> EXTRAIT À LIRE
»»
Je reviens aujourd’hui, 25 Juillet 1995, d’un petit tournage vidéo au jardin Marco Polo.

La statue de "la femme aux bras levés", qui avait été enlevée depuis un an pour être restaurée, est revenue.

J’ai eu la chance d’assister à son retour et ce spectacle m’a permis de faire une découverte importante, qui pourrait éclaircir encore le contenu de La momie à mi-mots.

Pour la replacer sur son socle de pierre veinée de Bourgogne, une grue de 90 tonnes est intervenue et a été placée derrière la fontaine Carpeaux, à l’endroit même où j’avais, autrefois placée la momie, en attente de sa résurrection. J’ai pu prendre en note, avec la caméra vidéo d’Udnie, le moment où cette statue a été soulevée hors du camion qui l’avait transportée, hissée au-dessus des deux allées d’arbres du square, redescendue dans les airs, pour être replacée sur son socle.

J’ai aussi tourné un plan dans lequel la statue se trouve en plein ciel, au moment où elle est placée juste au-dessus du globe de l’Univers, soutenu par les danseuses de la fontaine Carpeaux. Cette séquence est née à la faveur d’un effet d’optique dû à un cadrage, que j’ai découvert, devant la fontaine, et à la position de la statue dans le ciel, lors de son ascension.

Le conservateur de la ville de Paris veillait à l’opération. Il a été chargé de la restauration du monument et j’ai pu m’entretenir un moment avec lui. Il m’a raconté les choix qu’il avait faits pour la restauration de l’œuvre: les avant-bras, les mains, une rose et l’étoile sur la tête avaient été rendus à la sculpture mutilée, grâce à des photos anciennes soigneusement consultées.

Je lui ai alors demandé le nom de la statue: L’Aurore. Enchanté par la découverte du nom de cette statue, que j’avais jusqu’alors appelée "statue de la femme aux bras levés", je lui ai aussitôt raconté que je m’étais servi de cette statue dans mon film. Le nom de cette statue éclaircissait, si j’ose dire, d’un jour nouveau, les séquences que j’ai tournées à cet endroit! La séquence de "la parque-yo-yo", ainsi que la dernière séquence de La momie à mi-mots se chargeaient maintenant d’un sens qui confirmait ce que j’avais voulu dire dans le film.
««
> CONSIGNE 1
Relevez chaque ligne de la liste qui contient le mot "this", en respectant la casse.
L'extrait et la liste sont indépendants l'un de l'autre.

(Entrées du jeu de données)
»»
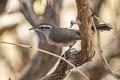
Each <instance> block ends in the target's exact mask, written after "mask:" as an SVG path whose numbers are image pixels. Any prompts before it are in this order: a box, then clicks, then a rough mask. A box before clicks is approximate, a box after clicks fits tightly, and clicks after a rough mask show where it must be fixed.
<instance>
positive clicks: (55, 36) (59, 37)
mask: <svg viewBox="0 0 120 80" xmlns="http://www.w3.org/2000/svg"><path fill="white" fill-rule="evenodd" d="M50 38H51V39H52V40H53V41H55V42H57V43H67V42H71V41H74V40H79V39H80V32H79V31H78V30H74V29H67V28H54V29H53V30H52V32H51V34H50Z"/></svg>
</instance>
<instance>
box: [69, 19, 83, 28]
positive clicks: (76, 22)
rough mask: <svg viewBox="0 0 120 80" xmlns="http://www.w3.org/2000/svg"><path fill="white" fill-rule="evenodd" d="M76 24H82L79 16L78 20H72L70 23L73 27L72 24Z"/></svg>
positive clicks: (71, 26) (78, 25)
mask: <svg viewBox="0 0 120 80" xmlns="http://www.w3.org/2000/svg"><path fill="white" fill-rule="evenodd" d="M74 24H77V25H78V26H80V25H81V21H80V20H79V19H78V18H77V19H76V21H73V20H72V21H71V25H70V28H72V26H73V25H74Z"/></svg>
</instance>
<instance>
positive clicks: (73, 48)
mask: <svg viewBox="0 0 120 80" xmlns="http://www.w3.org/2000/svg"><path fill="white" fill-rule="evenodd" d="M75 43H76V41H74V42H73V44H71V45H69V49H70V51H72V50H75V48H72V47H73V46H74V44H75Z"/></svg>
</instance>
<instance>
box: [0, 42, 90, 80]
mask: <svg viewBox="0 0 120 80" xmlns="http://www.w3.org/2000/svg"><path fill="white" fill-rule="evenodd" d="M0 43H5V44H11V45H16V46H21V47H25V48H31V49H35V50H37V51H40V52H43V53H45V54H48V55H52V56H54V57H56V58H59V59H62V60H63V61H65V62H66V63H68V64H70V65H71V66H72V67H73V68H75V69H76V70H77V71H78V72H79V73H80V74H81V75H82V76H83V77H84V79H85V80H89V79H88V77H87V76H86V75H85V74H84V73H83V72H81V71H80V70H79V69H78V68H77V67H76V66H75V65H74V64H72V63H71V62H69V61H68V60H66V59H65V58H63V57H61V56H58V55H56V54H54V53H51V52H48V51H45V50H42V49H39V48H35V47H32V46H29V45H23V44H19V43H11V42H0Z"/></svg>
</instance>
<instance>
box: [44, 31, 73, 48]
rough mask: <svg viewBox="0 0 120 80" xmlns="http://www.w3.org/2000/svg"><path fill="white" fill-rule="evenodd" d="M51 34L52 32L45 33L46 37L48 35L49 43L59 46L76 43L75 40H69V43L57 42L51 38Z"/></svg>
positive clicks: (68, 45)
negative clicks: (50, 34)
mask: <svg viewBox="0 0 120 80" xmlns="http://www.w3.org/2000/svg"><path fill="white" fill-rule="evenodd" d="M49 35H50V32H47V33H45V37H46V39H47V41H48V43H49V44H51V45H55V46H58V47H67V46H69V45H72V44H74V42H75V41H71V42H67V43H56V42H54V41H52V40H51V39H50V38H49Z"/></svg>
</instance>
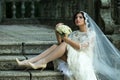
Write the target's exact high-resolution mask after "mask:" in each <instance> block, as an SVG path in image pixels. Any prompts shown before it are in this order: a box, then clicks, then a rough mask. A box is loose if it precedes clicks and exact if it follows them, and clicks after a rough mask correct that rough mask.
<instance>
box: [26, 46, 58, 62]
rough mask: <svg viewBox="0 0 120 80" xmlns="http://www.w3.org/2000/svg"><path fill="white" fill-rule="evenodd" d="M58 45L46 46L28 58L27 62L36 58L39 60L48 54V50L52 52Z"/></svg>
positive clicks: (35, 60)
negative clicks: (41, 52)
mask: <svg viewBox="0 0 120 80" xmlns="http://www.w3.org/2000/svg"><path fill="white" fill-rule="evenodd" d="M57 46H58V45H53V46H51V47H50V48H48V49H47V50H45V51H44V52H42V53H41V54H39V55H37V56H35V57H33V58H30V59H28V61H29V62H36V61H38V60H40V59H41V58H43V57H45V56H47V55H49V53H50V52H52V51H53V50H54V49H55V48H56V47H57Z"/></svg>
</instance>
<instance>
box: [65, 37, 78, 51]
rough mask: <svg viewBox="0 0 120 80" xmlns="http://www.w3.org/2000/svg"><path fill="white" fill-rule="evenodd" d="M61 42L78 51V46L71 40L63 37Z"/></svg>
mask: <svg viewBox="0 0 120 80" xmlns="http://www.w3.org/2000/svg"><path fill="white" fill-rule="evenodd" d="M63 40H64V41H65V42H66V43H68V44H69V45H71V46H72V47H73V48H75V49H77V50H79V49H80V45H79V43H78V42H75V41H73V40H71V39H69V38H68V37H63Z"/></svg>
««
> CONSIGNE 2
Répondez aux questions suivantes d'après l'extrait :
(a) À quelle date l'auteur revient-il du jardin Marco Polo ?
(b) Quel engin a servi à replacer la statue sur son socle ?
(c) Quel nom le conservateur donne-t-il à la statue ?

> RÉPONSE 1
Each <instance> block ends in the target's exact mask, written after "mask:" as an SVG path whose numbers are image pixels. Any prompts before it are in this order: a box, then clicks, then a rough mask. A box before clicks is approximate, a box after clicks fits tightly, and clicks after a rough mask show where it must be fixed.
Write the target's exact high-resolution mask after "mask:" in each <instance> block, as an SVG path in image pixels. Any prompts shown before it are in this order: a box, then clicks, then a rough mask. A box is loose if it precedes clicks and exact if it follows them, and clicks after a rough mask correct that rough mask.

> RÉPONSE 2
(a) Le 25 juillet 1995.
(b) Une grue de 90 tonnes.
(c) L'Aurore.